* Stored items
▼
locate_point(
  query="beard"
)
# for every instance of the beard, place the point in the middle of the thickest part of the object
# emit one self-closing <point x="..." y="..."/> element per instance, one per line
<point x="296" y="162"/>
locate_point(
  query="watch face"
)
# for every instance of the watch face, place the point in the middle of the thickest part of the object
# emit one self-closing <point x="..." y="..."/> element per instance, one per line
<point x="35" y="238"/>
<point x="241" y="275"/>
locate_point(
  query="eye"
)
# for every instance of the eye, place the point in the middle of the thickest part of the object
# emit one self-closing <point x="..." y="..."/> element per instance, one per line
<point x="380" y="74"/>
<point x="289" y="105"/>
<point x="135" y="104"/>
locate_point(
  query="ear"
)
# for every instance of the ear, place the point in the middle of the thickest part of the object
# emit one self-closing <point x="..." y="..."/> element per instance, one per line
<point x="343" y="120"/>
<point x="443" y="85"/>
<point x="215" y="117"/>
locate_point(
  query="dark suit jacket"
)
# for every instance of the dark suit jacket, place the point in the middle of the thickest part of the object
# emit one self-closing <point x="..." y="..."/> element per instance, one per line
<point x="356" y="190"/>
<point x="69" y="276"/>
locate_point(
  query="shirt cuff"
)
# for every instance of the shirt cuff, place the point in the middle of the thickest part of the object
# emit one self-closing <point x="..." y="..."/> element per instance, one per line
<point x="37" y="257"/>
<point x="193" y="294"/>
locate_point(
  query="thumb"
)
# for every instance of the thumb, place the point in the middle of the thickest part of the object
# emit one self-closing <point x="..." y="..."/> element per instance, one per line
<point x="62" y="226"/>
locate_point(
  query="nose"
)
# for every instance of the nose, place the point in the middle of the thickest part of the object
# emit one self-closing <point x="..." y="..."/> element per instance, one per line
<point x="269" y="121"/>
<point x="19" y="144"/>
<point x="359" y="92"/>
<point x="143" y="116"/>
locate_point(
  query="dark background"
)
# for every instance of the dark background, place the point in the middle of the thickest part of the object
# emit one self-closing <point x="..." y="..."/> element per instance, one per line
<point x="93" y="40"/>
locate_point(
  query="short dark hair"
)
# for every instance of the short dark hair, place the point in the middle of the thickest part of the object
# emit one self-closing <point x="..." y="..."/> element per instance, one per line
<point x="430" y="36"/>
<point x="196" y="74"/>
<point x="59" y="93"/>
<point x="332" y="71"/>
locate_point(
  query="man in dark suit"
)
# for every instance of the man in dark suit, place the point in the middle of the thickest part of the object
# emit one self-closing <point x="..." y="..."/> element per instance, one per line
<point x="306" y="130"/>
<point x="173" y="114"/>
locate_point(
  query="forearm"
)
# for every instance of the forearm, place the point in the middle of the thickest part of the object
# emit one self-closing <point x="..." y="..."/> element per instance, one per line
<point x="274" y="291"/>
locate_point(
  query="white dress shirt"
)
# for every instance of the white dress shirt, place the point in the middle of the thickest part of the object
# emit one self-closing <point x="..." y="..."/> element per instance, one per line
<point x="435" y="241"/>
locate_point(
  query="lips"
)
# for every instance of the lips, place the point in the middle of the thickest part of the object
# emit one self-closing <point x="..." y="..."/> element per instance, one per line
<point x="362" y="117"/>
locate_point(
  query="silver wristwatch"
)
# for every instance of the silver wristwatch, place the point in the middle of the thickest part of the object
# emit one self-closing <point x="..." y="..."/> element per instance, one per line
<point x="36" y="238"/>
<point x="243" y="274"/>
▲
▼
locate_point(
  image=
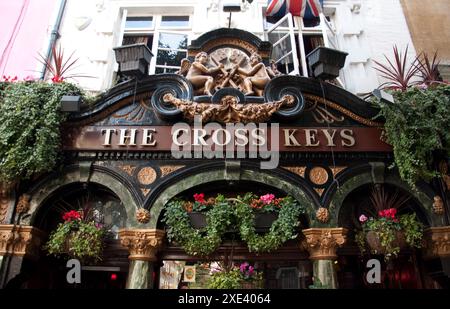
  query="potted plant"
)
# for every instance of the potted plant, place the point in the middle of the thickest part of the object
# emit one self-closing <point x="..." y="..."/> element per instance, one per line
▲
* Required work
Please copy out every line in the rows above that contains the word "wristwatch". Case counts when matching.

* Answer
  query="silver wristwatch"
# for every instance of the silver wristwatch, place the point in the middle of the thickest part of the object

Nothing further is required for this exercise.